Nothing in the records should be changed in the copy, though the pictures must be left out.

::::::::

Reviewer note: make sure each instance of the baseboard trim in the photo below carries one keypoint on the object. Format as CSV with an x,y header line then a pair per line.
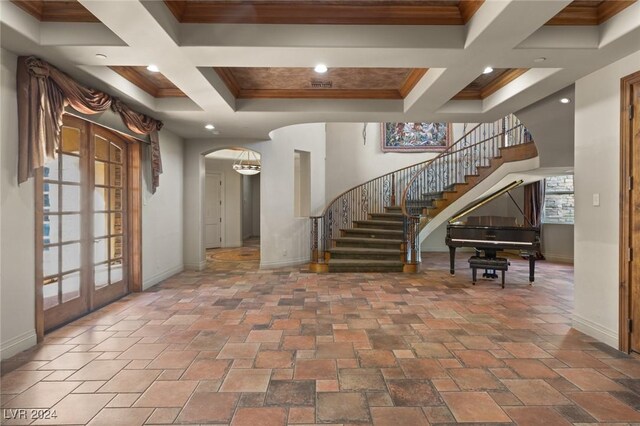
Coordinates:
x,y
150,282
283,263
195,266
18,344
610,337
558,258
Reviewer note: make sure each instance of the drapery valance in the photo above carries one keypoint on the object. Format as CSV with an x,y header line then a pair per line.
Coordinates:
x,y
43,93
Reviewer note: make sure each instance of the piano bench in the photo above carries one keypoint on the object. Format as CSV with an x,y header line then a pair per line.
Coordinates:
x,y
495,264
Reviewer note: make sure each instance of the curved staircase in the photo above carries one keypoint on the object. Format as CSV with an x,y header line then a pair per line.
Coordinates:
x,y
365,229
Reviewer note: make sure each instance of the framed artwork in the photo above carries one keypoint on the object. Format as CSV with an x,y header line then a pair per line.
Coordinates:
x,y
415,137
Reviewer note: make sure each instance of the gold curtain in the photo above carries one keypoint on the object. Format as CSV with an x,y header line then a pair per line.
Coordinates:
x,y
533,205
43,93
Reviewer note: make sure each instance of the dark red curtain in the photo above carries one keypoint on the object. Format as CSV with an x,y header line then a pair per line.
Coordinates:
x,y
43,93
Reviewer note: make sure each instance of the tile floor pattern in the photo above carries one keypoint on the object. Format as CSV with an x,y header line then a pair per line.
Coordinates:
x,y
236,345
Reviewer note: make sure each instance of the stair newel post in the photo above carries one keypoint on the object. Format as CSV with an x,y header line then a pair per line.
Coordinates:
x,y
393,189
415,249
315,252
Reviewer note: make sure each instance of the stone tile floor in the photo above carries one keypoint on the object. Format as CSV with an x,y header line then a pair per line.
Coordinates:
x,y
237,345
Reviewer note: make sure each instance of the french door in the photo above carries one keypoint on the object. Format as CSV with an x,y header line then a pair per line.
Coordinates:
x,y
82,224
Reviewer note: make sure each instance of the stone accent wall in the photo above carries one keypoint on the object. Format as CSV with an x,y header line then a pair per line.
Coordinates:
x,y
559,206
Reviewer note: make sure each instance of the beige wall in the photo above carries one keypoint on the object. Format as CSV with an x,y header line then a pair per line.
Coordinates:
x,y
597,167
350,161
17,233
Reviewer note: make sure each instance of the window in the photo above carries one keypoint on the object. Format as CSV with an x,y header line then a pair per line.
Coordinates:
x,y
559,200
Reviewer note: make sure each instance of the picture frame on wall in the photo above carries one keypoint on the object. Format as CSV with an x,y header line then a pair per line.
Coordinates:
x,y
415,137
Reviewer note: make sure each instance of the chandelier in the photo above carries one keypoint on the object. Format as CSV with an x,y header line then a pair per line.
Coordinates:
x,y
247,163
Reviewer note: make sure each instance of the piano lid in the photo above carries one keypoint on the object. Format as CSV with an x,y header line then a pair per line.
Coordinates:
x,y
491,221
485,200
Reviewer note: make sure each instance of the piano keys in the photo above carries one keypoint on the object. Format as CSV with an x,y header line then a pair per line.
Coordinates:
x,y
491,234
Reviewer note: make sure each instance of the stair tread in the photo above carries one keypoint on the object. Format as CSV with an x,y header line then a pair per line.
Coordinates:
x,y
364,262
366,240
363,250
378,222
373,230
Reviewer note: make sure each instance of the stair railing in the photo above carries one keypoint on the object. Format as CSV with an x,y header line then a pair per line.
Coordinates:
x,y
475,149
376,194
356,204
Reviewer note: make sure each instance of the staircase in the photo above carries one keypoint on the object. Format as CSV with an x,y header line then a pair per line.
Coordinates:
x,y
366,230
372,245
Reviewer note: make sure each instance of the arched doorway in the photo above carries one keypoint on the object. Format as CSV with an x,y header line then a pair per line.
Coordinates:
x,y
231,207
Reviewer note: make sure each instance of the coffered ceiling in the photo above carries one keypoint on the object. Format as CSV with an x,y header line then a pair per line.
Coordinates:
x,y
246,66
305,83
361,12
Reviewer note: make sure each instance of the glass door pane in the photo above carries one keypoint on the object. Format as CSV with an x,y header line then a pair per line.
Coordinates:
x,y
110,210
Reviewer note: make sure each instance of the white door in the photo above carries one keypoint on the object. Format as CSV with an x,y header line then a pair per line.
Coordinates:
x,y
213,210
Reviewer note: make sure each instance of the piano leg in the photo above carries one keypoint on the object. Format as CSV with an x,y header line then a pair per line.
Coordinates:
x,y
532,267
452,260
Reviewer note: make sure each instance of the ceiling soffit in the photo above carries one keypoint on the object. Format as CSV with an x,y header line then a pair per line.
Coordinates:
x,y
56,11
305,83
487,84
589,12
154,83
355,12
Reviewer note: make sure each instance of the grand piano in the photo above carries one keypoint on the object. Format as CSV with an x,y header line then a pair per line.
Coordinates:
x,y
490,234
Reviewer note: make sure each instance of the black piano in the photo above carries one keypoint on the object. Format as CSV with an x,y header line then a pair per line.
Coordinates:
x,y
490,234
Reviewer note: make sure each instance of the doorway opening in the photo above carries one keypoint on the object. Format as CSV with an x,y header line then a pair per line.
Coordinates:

::::::::

Response:
Reviewer note: make sure each instance of the baseboard trim in the photo below carries one keypoint on the object. Format as CSV with an x,y header line then a pair per line.
Coordinates:
x,y
150,282
283,263
195,266
18,344
610,337
558,258
Reviewer note: make sure each instance of the drapery valance in the photo above carries one keypoint on the object. Format as CSV with an x,y header line then a pair per line.
Coordinates:
x,y
43,93
Reviewer note: make sure each instance of the piano bench in the photo above carries one keypoint on the object. Format as CSV with an x,y header line then a pair per line.
Coordinates:
x,y
495,264
Reviewer note: make sure each instance of the curved staircase in the photo above carries one keypoint on the object. Format as CSV with an x,y header line then a pair per line.
Coordinates:
x,y
365,229
Reviewer note: make sure each instance of the framed artwork in the photo above carries one keypoint on the object. Format as CSV with an x,y header line then a pair per line.
Coordinates:
x,y
415,137
Reviewer note: make sure each instance of the gold curtain in the photo above carries one keypoint on the object. Format as CSV with an x,y header line then a pair per line.
Coordinates:
x,y
533,205
43,93
Reviewer note: make sure each instance of the dark red curtain in the photo above carries one keypoint on the object. Format as CSV with an x,y header line then a pair per line.
Coordinates:
x,y
43,93
Reviewer note: make sure each instance of the tile floor pattern in the photo above carries one keypoint on the object. Format as CSV with an x,y header line then a pair per line.
Coordinates:
x,y
236,345
Reviewer note: make sure each instance of the stair newel post in the photo above carries one keypoint on the object. Format as CSV with an x,y header line then a pair per line.
Coordinates:
x,y
393,189
415,249
315,252
Reviewer note: make sure each instance of the stone tile floor in the photo above carries one keypoint on the object. Format as CSV with an x,y header line then a pair per line.
Coordinates:
x,y
237,345
Reviewer note: make sure each instance of the french door in the photo above carries one keypoint on the object. Format as CSV with an x,y header line then a pair per line.
Coordinates:
x,y
82,224
Reviewer note: make sure each instance of the stone accent wall in the photo above carries one keypoint on the object. Format as CSV with an x,y header line then a pair per line.
Coordinates:
x,y
559,206
Reviewer note: make sure each instance of the beige wall in the photo above carries one keypoint on the object. Format as CSV with an x,y header line then a pair per line.
Coordinates:
x,y
597,167
350,161
17,233
Reviewer note: make sure each instance of the window in the photo above carries one keypoint on the object. Format as CSV with an x,y header line then a pair per line.
Coordinates:
x,y
559,200
Reviewer note: make sure each instance of the picture frame on wall in the photo above carries one keypoint on the object. Format as CSV with an x,y header line then a pair per line.
Coordinates:
x,y
415,137
Reviewer note: make sure each instance of the chandelier in the photo above carries one keypoint on the object. Format as CSV with an x,y header line then a pair per line.
Coordinates:
x,y
247,163
Reviewer note: make sure each instance of the piano lid in the photo above carries one keypoint on the object. Format as CSV with an x,y header line then a pair per line.
Coordinates:
x,y
491,221
485,200
Reviewer note: make sure each instance of the piano keys in the photo above carries one keypoint on the object. Format as CSV with an x,y header line then a pair per line.
Coordinates:
x,y
491,234
Reviewer note: make sure each instance of the stair tread in the photo above carries one keypoint on the object. Format as CSV with an x,y header line then a pair per line.
Coordinates:
x,y
364,262
366,240
363,250
378,222
373,230
Reviewer note: make sure each instance of the stair railing in the photo above carries one keypoint on the object. Format as CSV with an x,y header line then a pair per line.
Coordinates:
x,y
475,149
376,194
356,204
Reviewer note: make sure each instance of the staircase in the photo above carries one keypoint on the object. Format as CSV with an x,y header line then a pair per line.
Coordinates:
x,y
366,230
372,245
Reviewer note: make sure each instance of the arched doorway in the photo above carries one keypoint on the object. Format as CSV with an x,y header line then a pair per line.
Coordinates:
x,y
231,207
Reviewer note: make sure each instance of the coffered ceiling in the photo above carries one keypoint on the object. Format as CSV with an x,y header line then a pair per line.
Coordinates:
x,y
246,66
305,83
361,12
Reviewer note: make sure each instance of the glass door pane in the photo above carries one keypoint on the object. Format as CSV with an x,y header line then a pair per line.
Coordinates:
x,y
110,210
Reviewer note: make sure each instance of the white door in the photo above carries one keypoint on the object. Format as CSV with an x,y header line then a pair per line.
Coordinates:
x,y
213,210
Reviewer note: make sure each instance of the piano leg in the photo above carries one keypoint on the object. Format as CSV with an x,y header line then a pair per line.
Coordinates:
x,y
532,267
452,260
Reviewer note: make sure each instance of the ceiling soffit in the photo above carries one keypoint on the object. Format as CSV with an x,y header line then a pair per line.
Coordinates:
x,y
56,11
305,83
487,84
589,12
154,83
355,12
Reviewer note: make sure each instance of the grand piano in the photo above carries one keypoint on the object. Format as CSV with an x,y header line then a pair per line.
Coordinates:
x,y
490,234
Reviewer note: make sure each instance of the black piano in the photo above carries one keypoint on the object. Format as CSV with an x,y header line then a pair per line.
Coordinates:
x,y
490,234
Reviewer note: make sure each instance of the doorway opening in the photo above carries one keypoint on the object. Format as CSV with an x,y header line then a pair per line.
Coordinates:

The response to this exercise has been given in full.